Identify every line in the items below that contains the word "positive" and copy each of those lines. Treat uppercase and lowercase letters as different.

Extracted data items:
┌──
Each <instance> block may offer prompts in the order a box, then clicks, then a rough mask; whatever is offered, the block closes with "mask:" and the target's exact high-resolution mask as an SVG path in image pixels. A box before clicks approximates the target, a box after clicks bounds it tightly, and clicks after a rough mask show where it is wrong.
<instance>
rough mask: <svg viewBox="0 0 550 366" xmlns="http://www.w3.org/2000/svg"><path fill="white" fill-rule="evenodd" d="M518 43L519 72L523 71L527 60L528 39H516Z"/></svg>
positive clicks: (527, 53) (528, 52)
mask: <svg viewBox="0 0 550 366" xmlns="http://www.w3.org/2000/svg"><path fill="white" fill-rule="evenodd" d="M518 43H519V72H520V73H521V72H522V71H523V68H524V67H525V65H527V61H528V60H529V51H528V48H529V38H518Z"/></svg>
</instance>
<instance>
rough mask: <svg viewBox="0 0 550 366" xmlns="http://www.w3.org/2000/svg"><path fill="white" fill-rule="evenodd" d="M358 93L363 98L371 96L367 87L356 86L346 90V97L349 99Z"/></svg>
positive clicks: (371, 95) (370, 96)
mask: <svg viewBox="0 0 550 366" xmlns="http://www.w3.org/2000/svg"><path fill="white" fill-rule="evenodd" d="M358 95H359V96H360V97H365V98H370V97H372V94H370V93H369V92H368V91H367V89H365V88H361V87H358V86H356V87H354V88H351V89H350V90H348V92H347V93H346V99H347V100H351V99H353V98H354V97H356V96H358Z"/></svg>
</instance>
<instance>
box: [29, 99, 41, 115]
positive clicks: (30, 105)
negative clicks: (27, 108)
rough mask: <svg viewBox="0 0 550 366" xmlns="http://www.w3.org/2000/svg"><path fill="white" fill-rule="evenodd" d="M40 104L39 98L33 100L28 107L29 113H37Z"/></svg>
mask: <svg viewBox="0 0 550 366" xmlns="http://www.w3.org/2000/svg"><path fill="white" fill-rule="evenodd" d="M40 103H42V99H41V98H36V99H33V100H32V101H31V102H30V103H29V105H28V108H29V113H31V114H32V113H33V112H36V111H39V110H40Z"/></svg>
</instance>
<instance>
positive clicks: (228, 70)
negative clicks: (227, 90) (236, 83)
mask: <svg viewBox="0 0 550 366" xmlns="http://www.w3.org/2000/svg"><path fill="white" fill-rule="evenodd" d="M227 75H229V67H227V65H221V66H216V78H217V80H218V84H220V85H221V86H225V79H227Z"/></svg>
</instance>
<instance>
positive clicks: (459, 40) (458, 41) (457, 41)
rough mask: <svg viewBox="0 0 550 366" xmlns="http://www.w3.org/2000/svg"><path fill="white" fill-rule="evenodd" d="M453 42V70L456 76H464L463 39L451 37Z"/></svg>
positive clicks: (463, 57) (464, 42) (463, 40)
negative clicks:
└──
• _Response box_:
positive clicks: (527, 53) (528, 52)
positive clicks: (371, 95) (370, 96)
positive clicks: (30, 105)
positive clicks: (228, 70)
positive clicks: (459, 40) (458, 41) (457, 41)
positive clicks: (463, 57) (464, 42) (463, 40)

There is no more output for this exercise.